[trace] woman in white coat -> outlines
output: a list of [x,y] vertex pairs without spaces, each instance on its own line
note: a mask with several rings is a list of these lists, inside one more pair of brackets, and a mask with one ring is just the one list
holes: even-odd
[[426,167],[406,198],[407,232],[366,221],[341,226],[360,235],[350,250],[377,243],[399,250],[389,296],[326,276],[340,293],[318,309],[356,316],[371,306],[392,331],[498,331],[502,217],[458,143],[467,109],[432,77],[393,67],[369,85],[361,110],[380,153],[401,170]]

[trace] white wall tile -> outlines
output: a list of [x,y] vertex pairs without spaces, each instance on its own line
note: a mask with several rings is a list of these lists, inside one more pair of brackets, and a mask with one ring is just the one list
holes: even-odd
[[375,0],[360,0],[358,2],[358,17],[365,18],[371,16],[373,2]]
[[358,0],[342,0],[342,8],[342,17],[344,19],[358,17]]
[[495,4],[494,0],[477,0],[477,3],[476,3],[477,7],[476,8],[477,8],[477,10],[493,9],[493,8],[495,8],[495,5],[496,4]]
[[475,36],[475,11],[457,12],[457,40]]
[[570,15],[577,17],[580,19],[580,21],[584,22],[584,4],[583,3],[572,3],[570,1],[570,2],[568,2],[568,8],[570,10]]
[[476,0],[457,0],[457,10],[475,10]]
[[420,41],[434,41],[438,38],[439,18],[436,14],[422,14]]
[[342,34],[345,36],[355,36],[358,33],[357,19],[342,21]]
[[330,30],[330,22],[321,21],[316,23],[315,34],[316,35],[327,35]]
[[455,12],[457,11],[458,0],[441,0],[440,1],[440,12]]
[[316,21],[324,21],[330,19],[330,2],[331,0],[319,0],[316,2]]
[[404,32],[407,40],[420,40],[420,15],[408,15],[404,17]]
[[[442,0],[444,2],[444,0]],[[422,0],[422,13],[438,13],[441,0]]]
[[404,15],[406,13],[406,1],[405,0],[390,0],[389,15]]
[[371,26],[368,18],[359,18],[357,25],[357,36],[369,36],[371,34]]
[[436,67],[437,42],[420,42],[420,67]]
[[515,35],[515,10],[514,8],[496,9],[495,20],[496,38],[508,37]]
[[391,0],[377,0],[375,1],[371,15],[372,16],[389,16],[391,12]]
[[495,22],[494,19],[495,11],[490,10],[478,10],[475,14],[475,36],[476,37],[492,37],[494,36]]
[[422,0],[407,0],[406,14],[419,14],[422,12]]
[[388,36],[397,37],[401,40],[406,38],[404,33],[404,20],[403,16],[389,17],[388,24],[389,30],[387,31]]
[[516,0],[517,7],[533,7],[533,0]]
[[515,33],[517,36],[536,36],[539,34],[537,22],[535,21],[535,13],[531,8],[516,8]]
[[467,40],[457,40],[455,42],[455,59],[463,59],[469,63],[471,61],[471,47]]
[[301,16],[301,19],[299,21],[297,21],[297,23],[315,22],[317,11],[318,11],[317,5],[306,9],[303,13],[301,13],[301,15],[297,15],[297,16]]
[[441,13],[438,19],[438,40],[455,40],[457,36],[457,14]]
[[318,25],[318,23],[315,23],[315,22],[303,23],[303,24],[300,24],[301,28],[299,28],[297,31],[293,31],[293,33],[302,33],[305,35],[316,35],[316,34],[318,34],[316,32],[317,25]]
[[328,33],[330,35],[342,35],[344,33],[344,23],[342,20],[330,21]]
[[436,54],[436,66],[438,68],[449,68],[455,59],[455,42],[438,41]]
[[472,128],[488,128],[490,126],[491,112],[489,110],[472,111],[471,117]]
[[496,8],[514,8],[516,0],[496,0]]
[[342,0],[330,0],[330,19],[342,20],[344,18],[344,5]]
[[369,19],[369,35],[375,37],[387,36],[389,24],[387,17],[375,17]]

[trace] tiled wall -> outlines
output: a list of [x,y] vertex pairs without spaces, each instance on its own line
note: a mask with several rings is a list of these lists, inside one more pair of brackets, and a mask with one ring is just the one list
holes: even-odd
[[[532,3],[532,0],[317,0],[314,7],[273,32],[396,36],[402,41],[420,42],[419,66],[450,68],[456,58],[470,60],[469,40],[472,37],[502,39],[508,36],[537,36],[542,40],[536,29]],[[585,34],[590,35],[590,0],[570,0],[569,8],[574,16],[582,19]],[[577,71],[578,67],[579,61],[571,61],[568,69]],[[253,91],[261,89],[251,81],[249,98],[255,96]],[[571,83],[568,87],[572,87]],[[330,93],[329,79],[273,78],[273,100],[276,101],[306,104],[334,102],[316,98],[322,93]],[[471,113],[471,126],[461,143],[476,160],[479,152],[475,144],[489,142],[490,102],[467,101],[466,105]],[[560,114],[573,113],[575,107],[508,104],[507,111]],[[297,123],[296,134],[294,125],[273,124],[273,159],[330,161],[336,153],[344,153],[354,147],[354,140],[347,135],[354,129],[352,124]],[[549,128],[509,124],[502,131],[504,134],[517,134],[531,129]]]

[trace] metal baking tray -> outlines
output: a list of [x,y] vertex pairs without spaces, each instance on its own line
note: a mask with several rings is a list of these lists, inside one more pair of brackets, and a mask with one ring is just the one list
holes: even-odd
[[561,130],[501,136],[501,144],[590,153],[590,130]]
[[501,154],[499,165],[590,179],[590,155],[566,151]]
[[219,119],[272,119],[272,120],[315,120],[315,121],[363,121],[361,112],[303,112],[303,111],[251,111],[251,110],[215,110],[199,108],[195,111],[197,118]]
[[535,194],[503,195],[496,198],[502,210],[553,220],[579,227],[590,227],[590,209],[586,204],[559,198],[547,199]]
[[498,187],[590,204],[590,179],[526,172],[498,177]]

GOAL OF THE EXERCISE: Nothing but a number is wanted: report how many lines in the entries above contain the string "outlines".

RESULT OF THIS EXERCISE: 4